La sordità infantile

La sordità è la 2^ causa di disabilità (per frequenza) e rappresenta  un problema di notevole rilevanza sul piano sanitario e sociale, in quanto l’udito è essenziale per la comunicazione verbale.

Oggi, a differenza di soli 30 anni fa, esistono mezzi per evitarne le conseguenze più gravi, come il ritardo del linguaggio, la difficoltà di apprendimento, i disturbi cognitivi, comportamentali e di inserimento sociale.

Come descritto dalle ultime Linee Guida (Joint Committee on Infant Hearing, American Academy of Pediatrics, 2015) è fondamentale una diagnosi precoce, precisa ed affidabile.

In molti ospedali con “punti nascita” è disponibile uno screening uditivo neonatale universale, che permette di individuare nei primi giorni di vita i bambini con sospetta sordità, e di attivare subito un protocollo di intervento.

       

Lo screening viene effettuato quando il neonato è ancora nel punto nascita (entro le 72 ore di vita), attraverso l’uso di misure oggettive:

  • Le emissioni otoacustiche (TEOAE), ovvero la registrazione della riposta della coclea ai suoni;
  • I potenziali evocati acustici (aABR), ovvero la risposta del sistema nervoso centrale ad uno stimolo acustico.

Tutti i neonati che NON passano il test, sono sottoposti ad un re-test entro 3 settimane.

Se viene confermato il sospetto, il bambino viene avviato alla diagnosi audiologica presso un Centro di 3° Livello specializzato in sordità infantile, dove vengono effettuati:

  • Esami strumentali
  • Esame audiometrici comportamentali condizionati
  • Valutazione logopedica
  • Inquadramento genetico
  • Counselling psicologico
  • Esami diagnostici per immagini (TAC e/o Risonanza Magnetica)

Che consentono di confermare o meno la diagnosi di sordità.

Righe del dataset:
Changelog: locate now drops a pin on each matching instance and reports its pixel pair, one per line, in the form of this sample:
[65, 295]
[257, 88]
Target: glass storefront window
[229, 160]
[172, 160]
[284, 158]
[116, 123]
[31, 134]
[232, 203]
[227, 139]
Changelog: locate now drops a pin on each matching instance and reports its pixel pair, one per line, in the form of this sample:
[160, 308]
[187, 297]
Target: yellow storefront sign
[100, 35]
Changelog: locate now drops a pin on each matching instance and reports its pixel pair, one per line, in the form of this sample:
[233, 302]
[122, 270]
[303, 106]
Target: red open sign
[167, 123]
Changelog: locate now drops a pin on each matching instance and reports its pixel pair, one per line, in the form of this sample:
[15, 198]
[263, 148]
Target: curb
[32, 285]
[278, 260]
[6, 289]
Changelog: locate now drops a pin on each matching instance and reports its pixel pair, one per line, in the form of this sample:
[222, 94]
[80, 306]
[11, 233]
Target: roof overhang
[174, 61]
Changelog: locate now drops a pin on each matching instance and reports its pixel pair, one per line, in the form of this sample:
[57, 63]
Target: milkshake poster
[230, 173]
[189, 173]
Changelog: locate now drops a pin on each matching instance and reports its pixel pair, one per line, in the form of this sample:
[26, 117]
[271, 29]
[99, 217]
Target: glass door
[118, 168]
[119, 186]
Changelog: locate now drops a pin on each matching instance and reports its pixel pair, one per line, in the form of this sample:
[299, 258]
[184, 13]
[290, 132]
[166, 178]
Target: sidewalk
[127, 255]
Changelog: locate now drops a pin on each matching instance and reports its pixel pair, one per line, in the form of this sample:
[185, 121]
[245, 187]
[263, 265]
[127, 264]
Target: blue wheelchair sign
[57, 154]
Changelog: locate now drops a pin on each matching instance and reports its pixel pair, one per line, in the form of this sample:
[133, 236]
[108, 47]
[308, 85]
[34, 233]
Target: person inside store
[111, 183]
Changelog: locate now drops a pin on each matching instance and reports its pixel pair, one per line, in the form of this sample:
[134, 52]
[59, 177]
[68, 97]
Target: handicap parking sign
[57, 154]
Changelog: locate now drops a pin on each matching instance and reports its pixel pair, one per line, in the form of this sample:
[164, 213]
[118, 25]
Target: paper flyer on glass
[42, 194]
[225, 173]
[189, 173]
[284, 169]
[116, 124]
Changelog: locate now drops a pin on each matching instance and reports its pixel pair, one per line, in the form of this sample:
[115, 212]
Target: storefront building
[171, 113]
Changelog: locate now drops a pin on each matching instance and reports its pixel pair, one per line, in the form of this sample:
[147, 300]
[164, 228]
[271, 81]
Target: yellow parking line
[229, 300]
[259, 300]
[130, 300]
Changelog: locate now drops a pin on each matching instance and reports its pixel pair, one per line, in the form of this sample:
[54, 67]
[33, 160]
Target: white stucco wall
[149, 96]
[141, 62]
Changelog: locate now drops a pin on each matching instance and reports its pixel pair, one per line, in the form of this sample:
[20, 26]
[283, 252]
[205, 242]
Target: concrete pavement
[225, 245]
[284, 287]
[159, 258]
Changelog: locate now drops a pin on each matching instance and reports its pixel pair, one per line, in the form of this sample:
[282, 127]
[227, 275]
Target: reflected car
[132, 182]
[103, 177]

**Il problema**
Riscrivi il tratto del testo sulla sordità infantile che va da "Come descritto dalle" fino a "protocollo di intervento.", mettendo "screening uditivo alla nascita" al posto di "screening uditivo neonatale universale". Le righe del dataset non hanno alcun legame con il testo sulla sordità infantile.

**Risultato**
Come descritto dalle ultime Linee Guida (Joint Committee on Infant Hearing, American Academy of Pediatrics, 2015) è fondamentale una diagnosi precoce, precisa ed affidabile.

In molti ospedali con “punti nascita” è disponibile uno screening uditivo alla nascita, che permette di individuare nei primi giorni di vita i bambini con sospetta sordità, e di attivare subito un protocollo di intervento.